China’s grim history of industrial accidents

The mudslide disaster in Shenzhen is the latest in a long history of industrial accidents in China.

Here are just a few of those to have hit the country, from recent tragedies to disasters from previous decades.

Shenzhen mudslide, Shenzhen, Guangdong Province, December 2015

An exhausted rescuer takes a rest as he sits on the mud left behind by the Shenzhen landslide
Many of the victims of Shenzhen’s landslide – and China’s other industrial accidents – are thought to be migrant workers

Ninety-one people are still missing after a landslide hit 33 buildings in the southern Chinese city of Shenzhen on Sunday.

Authorities said a huge man-made mound of earth and construction debris, piled up against a nearby hill over years, lost stability and collapsed, blanketing a vast area of 380,000 sq m (455,000 sq yards).

Tianjin explosions, Tianjin City, September 2015

Two massive explosions in the port of Tianjin, northern China, killed 173 people, left hundreds more injured and devastated large areas of the city.

The blasts took place at a warehouse housing large quantities of hazardous and flammable chemicals, which officials concluded had been improperly stored. Housing was also built closer to those facilities warehouses than the law should have allowed.

Car parts factory blast, Kunshan, Jiangsu Province, August 2014

People lay candles on the ground as part of a vigil for the victims of the Kunshan blast
Mourners held vigils for the victims of the Kunshan blast

A metal dust explosion at a car parts factory in eastern China killed at least 75 people and injured more than 180, leaving many of them with severe burns.

Dust explosions occur when metallic particles contained in an enclosed space are ignited by a spark. It was a possibility the company had already been warned about, according to Chinese media reports.

Qingdao oil pipeline explosion, Qingdao, Shandong province, November 2013

Emergency services personnel standing next to a large pool of oil and rubble
Oil was reported to have leaked for hours before exploding

Sixty-two people were reported killed when an oil pipeline leaked and then caught fire and exploded.

The accident happened near a residential area, adding to the number of injured – at least 136 people.

Exercise 1:
Answer from the text on China's industrial accidents:
(a) How many people are still missing after the Shenzhen landslide?
(b) How many people did the Tianjin explosions kill?
(c) For how long was oil reported to have leaked before the Qingdao pipeline exploded?
Exercise 2: Condense the paragraph beginning "Dust explosions occur when" from the text on China's industrial accidents into one sentence that keeps its main facts.
The listing that comes next has no connection to the text on China's industrial accidents.

Recorded data:

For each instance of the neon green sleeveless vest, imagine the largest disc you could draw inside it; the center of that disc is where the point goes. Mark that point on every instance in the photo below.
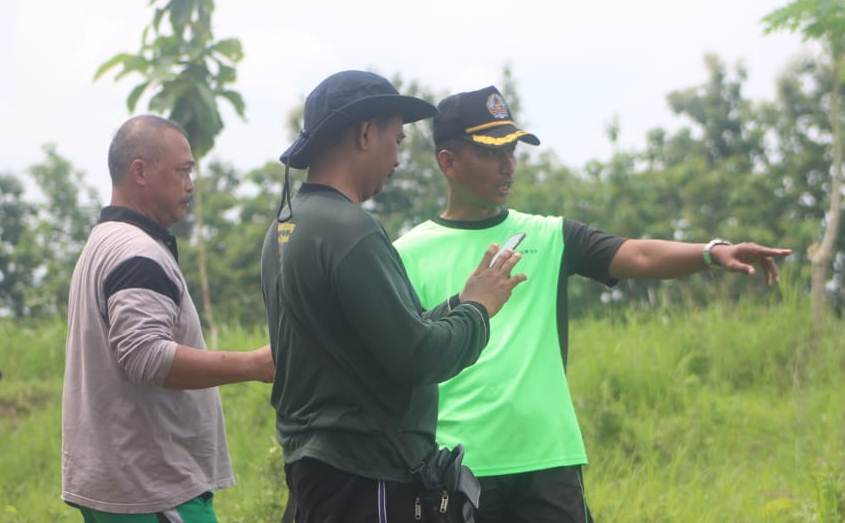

Exercise solution 1:
(a) Ninety-one
(b) 173
(c) For hours

Exercise solution 2: Dust explosions happen when a spark ignites metallic particles in an enclosed space, and Chinese media reported that the company had already been warned about this possibility.